───── FRAGMENTO DE LA PÁGINA ─────
La exégesis es parte capital de cualquier religión. Es la actividad que permite desentrañar el verdadero significado de las a menudo crípticas revelaciones de la divinidad. Mediante la exégesis se garantiza que las palabras del supremo hacedor tengan el sentido apropiado a lo que cabe dentro de los estrechos márgenes de la humana sesera. Entiéndase que existe una insalvable brecha epistémica entre la inteligencia sobrehumana del Creador y el limitado intelecto de su criatura. Es esa brecha la que el exégeta, a menudo teólogo y debidamente educado de acuerdo con los cánones de la institución eclesiástica (en sentido amplio: me da igual la religión de la que se trate), procura salvar mediante su preclara comprensión del mensaje del que viene preñado el verbo divino.
─────
→ **ENUNCIADO A**
Según el fragmento sobre la exégesis, ¿qué existe entre la inteligencia sobrehumana del Creador y el limitado intelecto de su criatura?
→ **ENUNCIADO B**
Repite literalmente el tramo del fragmento sobre la exégesis que va desde "La exégesis es" hasta "el verbo divino.".
→ **ENUNCIADO C**
Resume el fragmento sobre la exégesis en dos oraciones.
───── FILAS PROPORCIONADAS ─────
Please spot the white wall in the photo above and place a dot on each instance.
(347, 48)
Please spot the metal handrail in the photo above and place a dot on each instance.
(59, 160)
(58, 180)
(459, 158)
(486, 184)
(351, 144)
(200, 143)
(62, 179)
─────
→ **RESULTADO DEL EJERCICIO A**
Una insalvable brecha epistémica.

→ **RESULTADO DEL EJERCICIO B**
La exégesis es parte capital de cualquier religión. Es la actividad que permite desentrañar el verdadero significado de las a menudo crípticas revelaciones de la divinidad. Mediante la exégesis se garantiza que las palabras del supremo hacedor tengan el sentido apropiado a lo que cabe dentro de los estrechos márgenes de la humana sesera. Entiéndase que existe una insalvable brecha epistémica entre la inteligencia sobrehumana del Creador y el limitado intelecto de su criatura. Es esa brecha la que el exégeta, a menudo teólogo y debidamente educado de acuerdo con los cánones de la institución eclesiástica (en sentido amplio: me da igual la religión de la que se trate), procura salvar mediante su preclara comprensión del mensaje del que viene preñado el verbo divino.

→ **RESULTADO DEL EJERCICIO C**
La exégesis es parte capital de cualquier religión y es la actividad que permite desentrañar el verdadero significado de las revelaciones de la divinidad, a menudo crípticas. El exégeta, a menudo teólogo formado según los cánones de la institución eclesiástica, procura salvar la insalvable brecha epistémica entre la inteligencia sobrehumana del Creador y el limitado intelecto de su criatura.